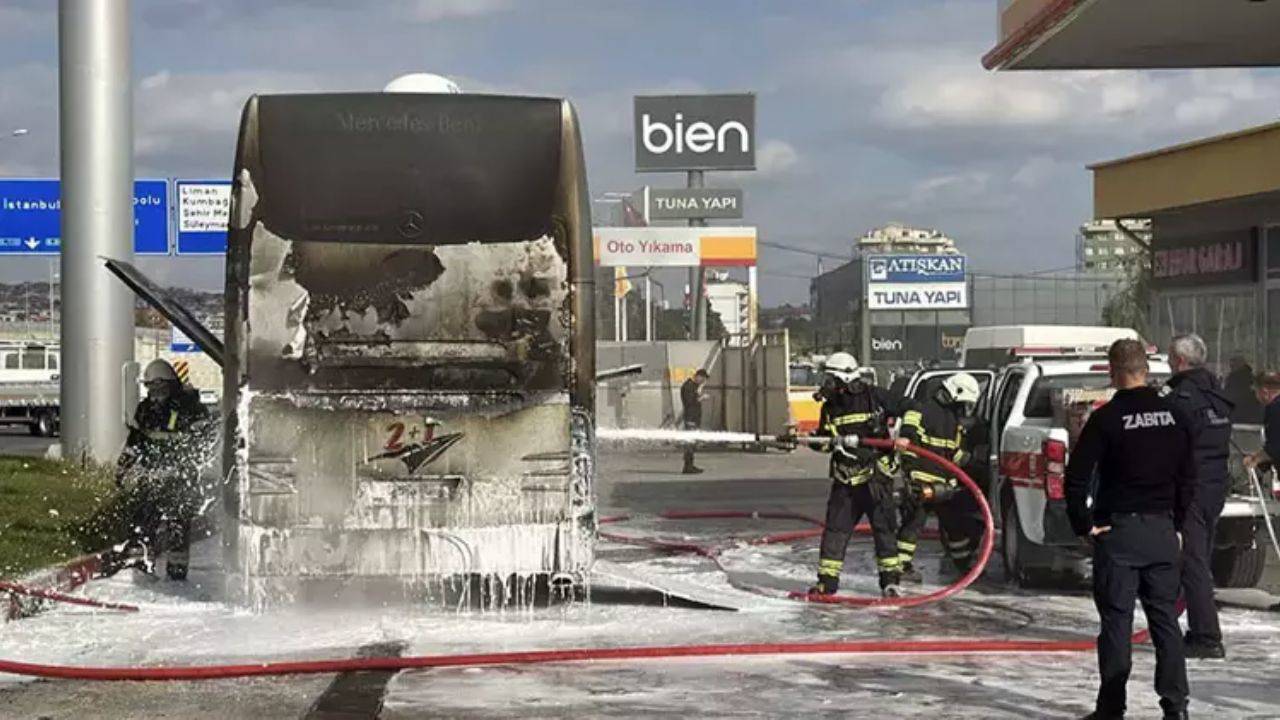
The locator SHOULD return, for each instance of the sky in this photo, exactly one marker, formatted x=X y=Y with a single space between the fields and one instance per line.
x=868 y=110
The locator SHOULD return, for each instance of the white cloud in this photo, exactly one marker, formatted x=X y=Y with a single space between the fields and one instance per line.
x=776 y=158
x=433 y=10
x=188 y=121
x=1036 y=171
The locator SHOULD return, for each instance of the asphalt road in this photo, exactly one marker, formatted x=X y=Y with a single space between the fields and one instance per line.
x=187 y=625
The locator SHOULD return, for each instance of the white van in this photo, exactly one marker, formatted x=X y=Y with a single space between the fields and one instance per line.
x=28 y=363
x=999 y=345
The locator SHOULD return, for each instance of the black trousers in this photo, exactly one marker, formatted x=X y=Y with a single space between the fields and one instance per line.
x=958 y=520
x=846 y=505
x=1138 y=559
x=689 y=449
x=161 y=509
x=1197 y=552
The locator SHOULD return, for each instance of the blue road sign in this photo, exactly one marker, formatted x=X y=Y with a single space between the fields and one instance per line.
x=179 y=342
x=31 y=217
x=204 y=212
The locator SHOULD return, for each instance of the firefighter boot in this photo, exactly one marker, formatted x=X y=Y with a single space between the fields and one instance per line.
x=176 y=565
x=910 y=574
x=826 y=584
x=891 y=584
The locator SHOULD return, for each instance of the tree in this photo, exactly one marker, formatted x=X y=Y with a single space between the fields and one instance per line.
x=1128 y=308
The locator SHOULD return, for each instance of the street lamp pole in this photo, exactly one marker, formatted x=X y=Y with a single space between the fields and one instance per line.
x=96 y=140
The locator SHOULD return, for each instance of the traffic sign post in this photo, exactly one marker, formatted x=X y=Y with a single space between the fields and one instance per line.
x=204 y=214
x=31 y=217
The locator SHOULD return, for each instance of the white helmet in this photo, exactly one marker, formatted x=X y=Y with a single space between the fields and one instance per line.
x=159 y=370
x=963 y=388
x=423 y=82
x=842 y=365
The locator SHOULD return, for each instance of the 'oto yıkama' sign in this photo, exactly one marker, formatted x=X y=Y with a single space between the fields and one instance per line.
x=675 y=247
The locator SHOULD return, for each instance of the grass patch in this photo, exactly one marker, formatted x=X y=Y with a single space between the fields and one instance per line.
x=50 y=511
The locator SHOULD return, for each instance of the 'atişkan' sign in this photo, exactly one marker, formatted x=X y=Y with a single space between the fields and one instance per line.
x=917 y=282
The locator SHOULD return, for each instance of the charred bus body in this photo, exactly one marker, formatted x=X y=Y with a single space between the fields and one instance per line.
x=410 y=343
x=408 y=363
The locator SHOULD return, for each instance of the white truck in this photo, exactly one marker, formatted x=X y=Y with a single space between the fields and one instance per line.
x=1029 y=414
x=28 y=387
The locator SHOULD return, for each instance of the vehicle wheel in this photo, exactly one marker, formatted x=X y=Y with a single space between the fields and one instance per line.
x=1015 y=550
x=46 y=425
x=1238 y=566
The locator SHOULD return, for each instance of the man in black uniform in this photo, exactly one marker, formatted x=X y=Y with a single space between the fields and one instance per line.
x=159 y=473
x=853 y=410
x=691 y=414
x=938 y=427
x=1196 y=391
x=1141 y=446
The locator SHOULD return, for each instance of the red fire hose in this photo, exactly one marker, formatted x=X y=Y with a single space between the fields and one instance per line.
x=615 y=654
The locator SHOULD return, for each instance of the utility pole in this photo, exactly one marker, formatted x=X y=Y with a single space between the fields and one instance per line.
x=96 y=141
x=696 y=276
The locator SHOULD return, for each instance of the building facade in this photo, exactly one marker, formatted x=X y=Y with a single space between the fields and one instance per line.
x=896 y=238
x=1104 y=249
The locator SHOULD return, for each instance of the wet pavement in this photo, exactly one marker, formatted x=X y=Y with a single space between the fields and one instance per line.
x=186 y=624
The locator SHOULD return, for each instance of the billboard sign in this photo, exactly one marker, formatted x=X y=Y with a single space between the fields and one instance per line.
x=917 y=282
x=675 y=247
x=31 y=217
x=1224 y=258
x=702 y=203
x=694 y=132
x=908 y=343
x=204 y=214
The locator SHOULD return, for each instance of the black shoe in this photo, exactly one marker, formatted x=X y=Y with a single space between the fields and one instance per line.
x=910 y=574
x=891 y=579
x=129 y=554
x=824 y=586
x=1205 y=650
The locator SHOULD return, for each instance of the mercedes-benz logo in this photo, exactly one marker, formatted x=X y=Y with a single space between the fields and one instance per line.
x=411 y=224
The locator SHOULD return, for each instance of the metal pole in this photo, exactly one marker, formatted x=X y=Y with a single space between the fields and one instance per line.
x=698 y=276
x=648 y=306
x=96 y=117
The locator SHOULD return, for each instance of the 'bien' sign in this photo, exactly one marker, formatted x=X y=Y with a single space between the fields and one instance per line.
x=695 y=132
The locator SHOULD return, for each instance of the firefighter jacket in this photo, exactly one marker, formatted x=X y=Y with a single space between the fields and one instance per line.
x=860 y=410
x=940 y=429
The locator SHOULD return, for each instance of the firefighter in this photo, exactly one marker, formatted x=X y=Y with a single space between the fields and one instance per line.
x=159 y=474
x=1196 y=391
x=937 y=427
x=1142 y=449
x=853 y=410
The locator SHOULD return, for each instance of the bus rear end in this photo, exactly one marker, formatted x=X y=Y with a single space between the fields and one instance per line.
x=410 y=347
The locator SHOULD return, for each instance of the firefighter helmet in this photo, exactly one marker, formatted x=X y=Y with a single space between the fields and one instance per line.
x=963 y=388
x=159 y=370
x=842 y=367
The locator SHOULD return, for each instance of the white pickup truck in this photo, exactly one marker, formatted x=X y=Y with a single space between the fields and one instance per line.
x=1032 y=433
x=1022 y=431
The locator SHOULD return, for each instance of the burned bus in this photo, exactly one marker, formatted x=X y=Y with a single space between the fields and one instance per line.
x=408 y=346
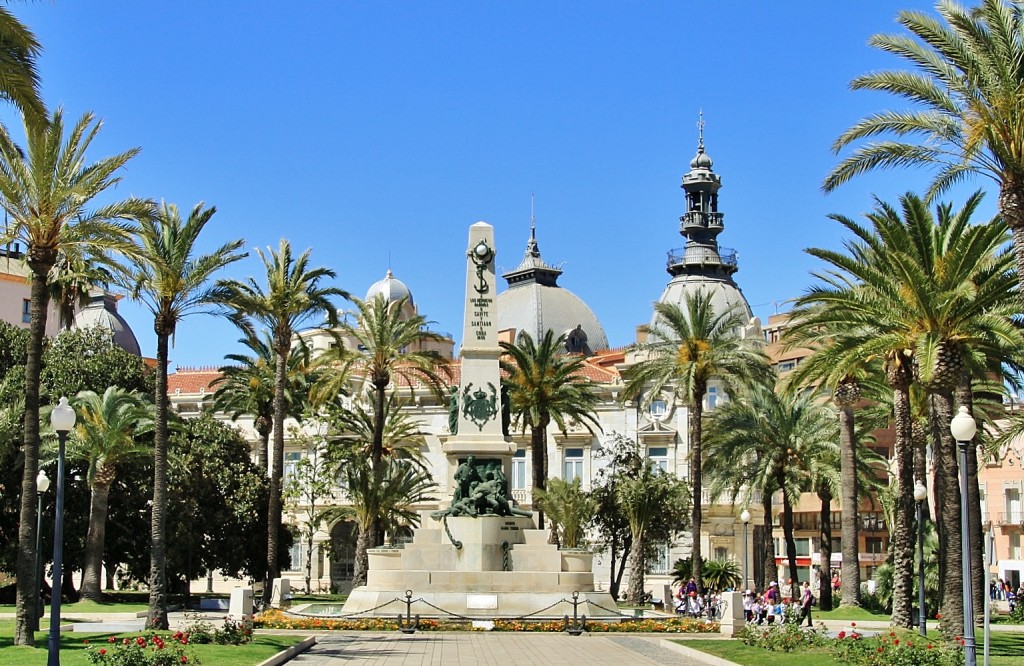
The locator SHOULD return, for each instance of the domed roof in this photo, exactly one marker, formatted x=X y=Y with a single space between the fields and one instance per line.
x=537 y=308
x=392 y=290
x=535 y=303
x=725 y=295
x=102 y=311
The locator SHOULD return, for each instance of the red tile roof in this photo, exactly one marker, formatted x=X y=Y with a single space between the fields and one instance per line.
-------
> [Task instructions]: I'd like the material duplicated exactly, without its pictures.

> [Task solution]:
The locator SHOULD return, for each instance of the sky in this photo, exactly one marker, formatted x=X y=Y with a single space between the fields and one instance per line.
x=868 y=110
The locator SHOULD return, for each instance of the white cloud in this photo, exactly one marker, formatted x=X y=Y with a single space between the fields and one instance per line.
x=776 y=158
x=433 y=10
x=188 y=121
x=1036 y=171
The locator SHOULD return, for each instance of the asphalt road in this photo, exactly one marker, formatted x=X y=Y with a single space between the fields and one instance per line.
x=187 y=625
The locator SHOULD return, for each instance of the white van in this photo, exactly one marker, formatted x=X y=Y with a single space between the fields and one instance per line.
x=28 y=363
x=999 y=345
The locator SHOULD return, for each instance of the black trousers in this photo, exactly one marker, formatted x=X y=Y with a single space between the fields and one instance per line.
x=958 y=520
x=846 y=505
x=1138 y=559
x=689 y=449
x=161 y=509
x=1197 y=552
The locator SHOULD return, for each instance of the blue road sign in this photo, exactly one marker, formatted x=X y=Y with a single space between the fields and one instance per line.
x=179 y=342
x=31 y=217
x=204 y=212
The locator SHOULD return, for each instance of the firefighter boot in this photo, exactly one marker, formatted x=X y=Y with a single space between the fields and one instance per line.
x=176 y=565
x=910 y=574
x=826 y=584
x=891 y=584
The locator SHOULD return, for each instance of the tree in this photo, exactly one marker, formatted x=X y=Y with a single space between the fields and one instance per line.
x=1128 y=308
The locator SHOULD return, for each instance of the street lamp pole in this photo, exactly one marker, formatted x=X y=Y with a single space between the fields and one instance per line.
x=96 y=140
The locator SHOULD return, for each instance of the traffic sign post in this photo, exactly one marker, formatted x=X y=Y with a single space between the fields and one instance per line.
x=204 y=214
x=31 y=217
The locator SHOULD return, for each instance of the white helmet in this photo, exactly one marker, formatted x=X y=Y with a single space between the fields and one instance per line.
x=159 y=370
x=963 y=388
x=423 y=82
x=842 y=365
The locator SHOULD return, for each instance of the 'oto yıkama' sign in this photo, exactly one marker, formatted x=X y=Y with a single space between the fields and one instance per line.
x=675 y=247
The locator SHOULD return, for each instance of the grass patch in this photo, exactly one marker, formatted x=X y=Y with a single space between the fields and one instance per line.
x=50 y=511
The locator SHOULD return, for each instance of the 'atişkan' sign in this photo, exactly one marker, formatted x=X y=Y with a single space between the fields and one instance per line.
x=917 y=282
The locator SHOULD return, for each instance of the charred bus body in this photo, exactly one marker, formatted x=X y=Y with a single space between the fields and one instance per line.
x=410 y=343
x=408 y=363
The locator SHOULD return, for each instance of the white truck in this photo, exactly one marker, formatted x=X y=Y with a single space between the fields and one instance per line.
x=1029 y=414
x=28 y=387
The locator SHOULD return, for each instance of the vehicle wheel in this photo, exactly one marker, formatted x=X y=Y with a single space between the fields and one instance per line.
x=1015 y=550
x=46 y=425
x=1238 y=566
The locator SHOULD return, for each instance of the man in black uniform in this photo, exactly one marker, formatted x=X y=Y with a single space between the fields and one instance per line.
x=159 y=473
x=853 y=410
x=691 y=414
x=938 y=427
x=1196 y=391
x=1141 y=446
The locator SHOULD return, for each instance of the red fire hose in this photo, exactly one marker, formatted x=X y=Y with a single space between the fields and one instance per line.
x=615 y=654
The locator SHOULD return, for each instance of the utility pole in this photo, exactly one marker, formatted x=X y=Y with a single space between the fields and one instance per line.
x=96 y=141
x=696 y=276
The locator SHOULD return, for each instance of the building facade in this photo, exactly one marker, formatted x=X y=Y with a single space between the fields and one instance per line.
x=896 y=238
x=1104 y=249
The locator SHOULD return, for each instance of the wet pavement in this photo, exactly one marker, formatted x=X y=Y with a single space between the fields and one instance per line.
x=186 y=624
The locator SHOULD return, for each instance of the billboard sign in this photo, exactly one marker, formatted x=X y=Y with a single space between the fields and one instance per line.
x=917 y=282
x=675 y=247
x=31 y=217
x=1224 y=258
x=702 y=203
x=694 y=132
x=908 y=343
x=204 y=214
The locator SHOULD return, for each instance of the black shoe in this photo, exactly one marker, formatted x=X y=Y with a single space between the fields and one instance per line.
x=910 y=574
x=891 y=579
x=129 y=554
x=824 y=586
x=1205 y=650
The locator SHOULD return, for each instance of the mercedes-benz logo in this photo, exactly one marker, formatted x=X y=Y with a single space between the fields and one instance per line.
x=411 y=224
The locator SHOULD return, for each instance of the metal pole in this photo, exactly one marker, formatted x=X y=Y with a single space between the fields and one instance per line.
x=698 y=276
x=648 y=306
x=96 y=117
The locator SHOULD return, for each instance of the 'bien' sign in this photo, exactly one marker, formatted x=X y=Y with a single space between the fields and one instance per line.
x=695 y=132
The locator SHOULD return, for each instance of the firefighter jacket in this photo, exactly one marker, formatted x=X y=Y with a single space between the fields and one instance per line.
x=860 y=410
x=940 y=429
The locator SHOULD return, for each instance of the firefighter in this photo, exactly one marker, formatted x=X y=Y with a single space between the fields and one instance per line.
x=159 y=474
x=1196 y=391
x=937 y=427
x=1142 y=449
x=853 y=410
The locator SHOULD return, for each instance of the bus rear end in this photo, exactly one marker, formatted x=X y=Y with a single space between the fields and one instance per line.
x=410 y=347
The locator SHOULD return, for each instance of the firefighter helmet in this photo, exactly one marker, formatted x=X y=Y with a single space between the fields and one instance per line.
x=963 y=388
x=159 y=370
x=842 y=367
The locator SHOULD return, for each instance of the white pickup truck in this photo, exactly one marker, formatted x=X y=Y with a single space between the fields and one instance per line.
x=1032 y=433
x=1022 y=431
The locator SHOULD return, for each instance of the burned bus in this photo, exactly one marker, formatted x=X y=Y with a single space between the fields and one instance per line.
x=408 y=346
The locator SHOULD return, for each instance of the domed roof in this photo, exactly one marker, formatted x=X y=Y with a single space between the fields and one instance per line.
x=537 y=308
x=392 y=290
x=535 y=303
x=725 y=295
x=102 y=311
The locator SHOULD return, for each instance of the red tile roof in this photo, exactly one marker, formatted x=X y=Y with a single space between the fields and one instance per line.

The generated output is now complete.